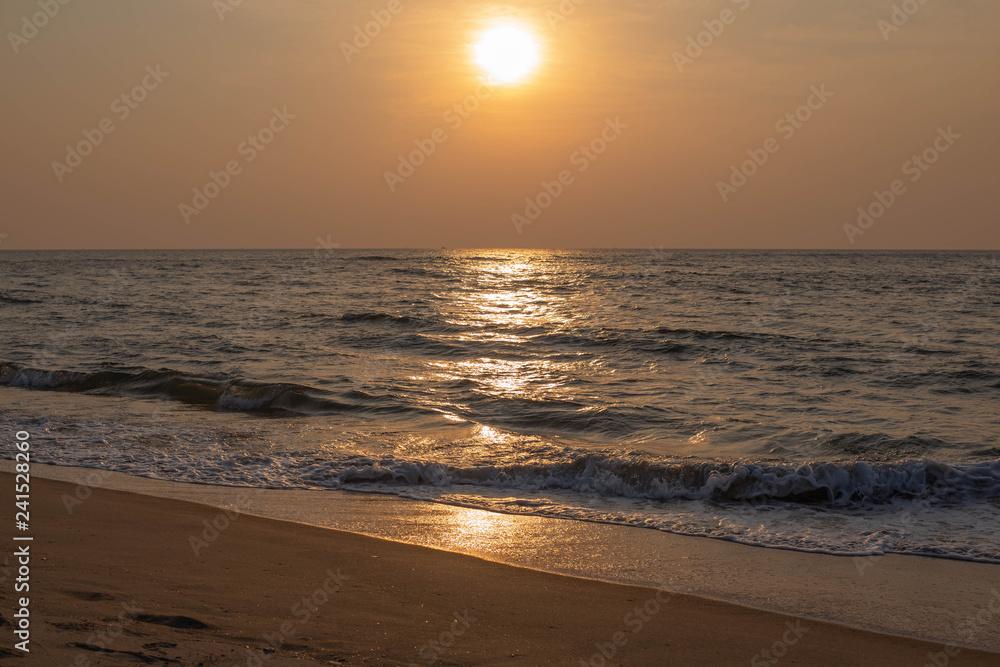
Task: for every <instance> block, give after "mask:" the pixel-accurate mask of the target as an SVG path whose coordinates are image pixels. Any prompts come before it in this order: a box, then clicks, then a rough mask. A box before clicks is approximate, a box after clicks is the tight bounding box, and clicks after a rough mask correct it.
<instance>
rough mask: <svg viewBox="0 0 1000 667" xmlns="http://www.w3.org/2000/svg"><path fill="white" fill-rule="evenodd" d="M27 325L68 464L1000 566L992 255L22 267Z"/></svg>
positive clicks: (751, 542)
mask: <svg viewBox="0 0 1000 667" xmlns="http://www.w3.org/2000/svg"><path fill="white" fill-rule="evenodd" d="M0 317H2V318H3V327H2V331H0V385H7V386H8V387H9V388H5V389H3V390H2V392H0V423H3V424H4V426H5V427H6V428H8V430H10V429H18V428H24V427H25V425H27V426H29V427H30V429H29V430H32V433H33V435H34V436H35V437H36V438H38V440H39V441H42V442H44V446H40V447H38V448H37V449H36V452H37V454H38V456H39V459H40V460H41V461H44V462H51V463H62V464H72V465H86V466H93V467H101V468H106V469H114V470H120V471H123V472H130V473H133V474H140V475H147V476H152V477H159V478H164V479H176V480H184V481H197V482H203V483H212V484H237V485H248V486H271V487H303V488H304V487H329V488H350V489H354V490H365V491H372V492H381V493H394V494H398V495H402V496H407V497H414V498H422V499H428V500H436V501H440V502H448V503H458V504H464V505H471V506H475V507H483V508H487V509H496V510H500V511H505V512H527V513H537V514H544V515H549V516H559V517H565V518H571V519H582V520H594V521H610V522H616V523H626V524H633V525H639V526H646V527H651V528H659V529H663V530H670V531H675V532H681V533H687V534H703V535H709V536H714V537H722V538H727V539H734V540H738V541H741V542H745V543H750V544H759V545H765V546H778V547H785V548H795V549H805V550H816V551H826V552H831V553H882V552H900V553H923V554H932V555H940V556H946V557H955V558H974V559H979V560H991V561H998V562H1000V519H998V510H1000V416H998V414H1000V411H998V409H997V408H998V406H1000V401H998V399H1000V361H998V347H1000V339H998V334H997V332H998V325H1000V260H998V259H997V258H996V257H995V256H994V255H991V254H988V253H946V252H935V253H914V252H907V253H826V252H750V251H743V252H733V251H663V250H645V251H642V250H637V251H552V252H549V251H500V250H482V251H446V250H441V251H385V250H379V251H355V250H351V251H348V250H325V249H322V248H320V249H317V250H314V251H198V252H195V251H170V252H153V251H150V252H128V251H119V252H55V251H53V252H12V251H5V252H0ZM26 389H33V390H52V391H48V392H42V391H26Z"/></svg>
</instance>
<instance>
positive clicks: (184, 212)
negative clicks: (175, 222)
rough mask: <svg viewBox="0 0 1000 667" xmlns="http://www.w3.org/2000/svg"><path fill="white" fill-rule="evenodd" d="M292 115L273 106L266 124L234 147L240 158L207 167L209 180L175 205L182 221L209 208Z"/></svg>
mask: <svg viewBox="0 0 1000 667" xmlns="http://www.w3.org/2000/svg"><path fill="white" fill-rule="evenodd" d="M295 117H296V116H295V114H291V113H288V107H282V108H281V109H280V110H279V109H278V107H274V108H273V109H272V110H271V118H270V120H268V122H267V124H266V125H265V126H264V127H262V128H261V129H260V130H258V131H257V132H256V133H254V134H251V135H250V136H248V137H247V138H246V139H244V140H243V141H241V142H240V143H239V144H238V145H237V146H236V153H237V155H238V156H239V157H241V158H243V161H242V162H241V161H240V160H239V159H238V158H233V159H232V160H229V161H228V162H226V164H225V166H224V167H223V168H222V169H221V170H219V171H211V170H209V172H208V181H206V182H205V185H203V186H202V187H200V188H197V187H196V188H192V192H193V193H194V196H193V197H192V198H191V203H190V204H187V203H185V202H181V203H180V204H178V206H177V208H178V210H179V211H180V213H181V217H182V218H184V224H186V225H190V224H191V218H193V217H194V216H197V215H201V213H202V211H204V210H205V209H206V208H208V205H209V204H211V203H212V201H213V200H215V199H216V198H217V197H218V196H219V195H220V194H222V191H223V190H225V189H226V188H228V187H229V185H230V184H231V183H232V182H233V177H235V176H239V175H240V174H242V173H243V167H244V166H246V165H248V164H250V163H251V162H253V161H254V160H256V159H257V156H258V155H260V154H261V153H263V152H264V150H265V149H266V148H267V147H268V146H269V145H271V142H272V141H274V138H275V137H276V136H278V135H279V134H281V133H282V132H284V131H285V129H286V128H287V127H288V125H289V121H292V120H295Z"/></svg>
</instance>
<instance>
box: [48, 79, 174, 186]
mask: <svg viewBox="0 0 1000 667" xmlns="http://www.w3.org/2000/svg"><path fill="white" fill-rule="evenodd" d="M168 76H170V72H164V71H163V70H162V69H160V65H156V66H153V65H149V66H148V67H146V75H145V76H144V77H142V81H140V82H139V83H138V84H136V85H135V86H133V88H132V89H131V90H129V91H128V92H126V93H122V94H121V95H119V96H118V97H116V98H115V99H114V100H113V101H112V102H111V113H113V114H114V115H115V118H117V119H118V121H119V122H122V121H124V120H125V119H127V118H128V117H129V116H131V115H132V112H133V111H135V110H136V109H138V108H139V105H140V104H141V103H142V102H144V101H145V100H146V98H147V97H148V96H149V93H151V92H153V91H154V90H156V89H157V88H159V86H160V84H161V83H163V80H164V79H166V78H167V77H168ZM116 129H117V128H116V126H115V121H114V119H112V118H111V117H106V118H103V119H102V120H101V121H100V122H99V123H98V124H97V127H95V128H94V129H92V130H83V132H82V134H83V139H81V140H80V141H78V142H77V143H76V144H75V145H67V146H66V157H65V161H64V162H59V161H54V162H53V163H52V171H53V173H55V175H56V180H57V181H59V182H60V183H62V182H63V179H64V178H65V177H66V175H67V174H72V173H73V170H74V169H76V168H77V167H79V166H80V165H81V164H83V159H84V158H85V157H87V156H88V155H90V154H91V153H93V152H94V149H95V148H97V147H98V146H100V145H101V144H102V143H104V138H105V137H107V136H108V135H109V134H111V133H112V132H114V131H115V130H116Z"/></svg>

____

[Exercise objective]:
Copy all entries exactly; skip pictures.

[Task answer]:
Task: for every <instance> block, give after "mask:" the pixel-accurate mask of the target as an SVG path whose coordinates are image pixels. Any prompts come before it in this order: a box, then clicks, then a rough mask. A box before clicks is approximate, a box after clicks is the tight bounding box, and clicks after a rough mask correct it.
<instance>
rough mask: <svg viewBox="0 0 1000 667" xmlns="http://www.w3.org/2000/svg"><path fill="white" fill-rule="evenodd" d="M27 325L68 464L1000 566L992 255L22 267Z"/></svg>
positive clicks: (751, 542)
mask: <svg viewBox="0 0 1000 667" xmlns="http://www.w3.org/2000/svg"><path fill="white" fill-rule="evenodd" d="M0 317H2V318H3V327H2V331H0V385H7V386H8V387H9V388H5V389H3V390H2V392H0V423H3V424H4V426H5V427H6V428H8V430H10V429H18V428H24V427H25V425H27V426H29V427H30V429H29V430H32V433H33V435H34V436H35V437H36V438H38V440H39V441H42V442H44V446H40V447H38V448H37V449H36V452H37V454H38V456H39V459H40V460H41V461H44V462H51V463H62V464H72V465H86V466H93V467H101V468H106V469H114V470H120V471H123V472H130V473H133V474H140V475H147V476H152V477H159V478H164V479H176V480H184V481H197V482H203V483H212V484H237V485H248V486H271V487H303V488H304V487H329V488H350V489H354V490H365V491H372V492H381V493H394V494H398V495H402V496H407V497H414V498H422V499H428V500H436V501H440V502H448V503H458V504H464V505H471V506H475V507H483V508H487V509H496V510H500V511H505V512H527V513H537V514H544V515H549V516H559V517H565V518H571V519H582V520H594V521H610V522H616V523H626V524H633V525H639V526H646V527H651V528H659V529H663V530H670V531H675V532H681V533H687V534H703V535H709V536H714V537H722V538H727V539H734V540H738V541H741V542H745V543H750V544H759V545H765V546H778V547H785V548H795V549H805V550H816V551H826V552H831V553H882V552H900V553H923V554H932V555H940V556H946V557H955V558H974V559H979V560H991V561H998V562H1000V519H998V510H1000V416H998V414H1000V411H998V409H997V408H998V406H1000V401H998V399H1000V361H998V347H1000V339H998V334H997V332H998V325H1000V260H998V259H997V258H996V257H995V256H994V255H991V254H988V253H946V252H935V253H914V252H907V253H826V252H750V251H743V252H733V251H663V250H645V251H642V250H637V251H552V252H549V251H500V250H482V251H446V250H441V251H385V250H379V251H355V250H351V251H348V250H325V249H322V248H320V249H317V250H314V251H198V252H195V251H170V252H153V251H150V252H128V251H119V252H55V251H53V252H12V251H5V252H0ZM26 389H33V390H52V391H48V392H42V391H26Z"/></svg>
</instance>
<instance>
positive clicks: (184, 212)
negative clicks: (175, 222)
rough mask: <svg viewBox="0 0 1000 667" xmlns="http://www.w3.org/2000/svg"><path fill="white" fill-rule="evenodd" d="M292 115L273 106L266 124L234 147L240 158L207 167L209 180L175 205L182 221L209 208Z"/></svg>
mask: <svg viewBox="0 0 1000 667" xmlns="http://www.w3.org/2000/svg"><path fill="white" fill-rule="evenodd" d="M295 117H296V116H295V114H291V113H288V107H282V108H281V109H280V110H279V109H278V107H274V108H273V109H272V110H271V118H270V120H268V122H267V124H266V125H265V126H264V127H262V128H261V129H260V130H258V131H257V132H256V133H254V134H251V135H250V136H248V137H247V138H246V139H244V140H243V141H241V142H240V143H239V144H238V145H237V146H236V153H237V155H238V156H239V157H241V158H243V161H242V162H241V161H240V160H239V159H238V158H233V159H232V160H229V161H228V162H226V164H225V166H224V167H223V168H222V169H221V170H219V171H211V170H209V172H208V181H206V182H205V185H203V186H202V187H200V188H197V187H196V188H192V192H193V193H194V196H193V197H192V198H191V203H190V204H187V203H185V202H181V203H180V204H178V206H177V208H178V210H179V211H180V213H181V217H182V218H184V224H186V225H190V224H191V218H193V217H194V216H197V215H201V213H202V211H204V210H205V209H206V208H208V205H209V204H211V203H212V201H213V200H215V199H216V198H217V197H218V196H219V195H220V194H222V191H223V190H225V189H226V188H228V187H229V185H230V184H231V183H232V182H233V177H235V176H239V175H240V174H242V173H243V167H244V166H246V165H248V164H250V163H251V162H253V161H254V160H256V159H257V156H258V155H260V154H261V153H263V152H264V150H265V149H266V148H267V147H268V146H269V145H271V142H272V141H274V138H275V137H276V136H278V135H279V134H281V133H282V132H284V131H285V129H286V128H287V127H288V125H289V121H292V120H295Z"/></svg>
</instance>
<instance>
box: [48, 79, 174, 186]
mask: <svg viewBox="0 0 1000 667" xmlns="http://www.w3.org/2000/svg"><path fill="white" fill-rule="evenodd" d="M168 76H170V72H164V71H163V70H162V69H160V65H156V66H153V65H149V66H148V67H146V75H145V76H144V77H142V81H140V82H139V83H138V84H136V85H135V86H133V88H132V89H131V90H129V91H128V92H126V93H122V94H121V95H119V96H118V97H116V98H115V99H114V100H113V101H112V102H111V113H113V114H114V115H115V118H117V119H118V121H119V122H122V121H124V120H125V119H127V118H128V117H129V116H131V115H132V112H133V111H135V110H136V109H138V108H139V105H140V104H141V103H142V102H144V101H145V100H146V98H147V97H148V96H149V93H151V92H153V91H154V90H156V89H157V88H159V86H160V84H161V83H163V80H164V79H166V78H167V77H168ZM116 129H117V128H116V126H115V121H114V119H112V118H111V117H106V118H103V119H102V120H101V121H100V122H99V123H98V124H97V127H95V128H94V129H92V130H83V132H82V134H83V139H81V140H80V141H78V142H77V143H76V144H75V145H67V146H66V157H65V161H64V162H59V161H54V162H53V163H52V171H53V173H55V175H56V180H57V181H59V182H60V183H62V182H63V179H64V178H65V177H66V175H67V174H72V173H73V170H74V169H76V168H77V167H79V166H80V165H81V164H83V159H84V158H85V157H87V156H88V155H90V154H91V153H93V152H94V149H95V148H97V147H98V146H100V145H101V144H102V143H104V138H105V137H107V136H108V135H109V134H111V133H112V132H114V131H115V130H116Z"/></svg>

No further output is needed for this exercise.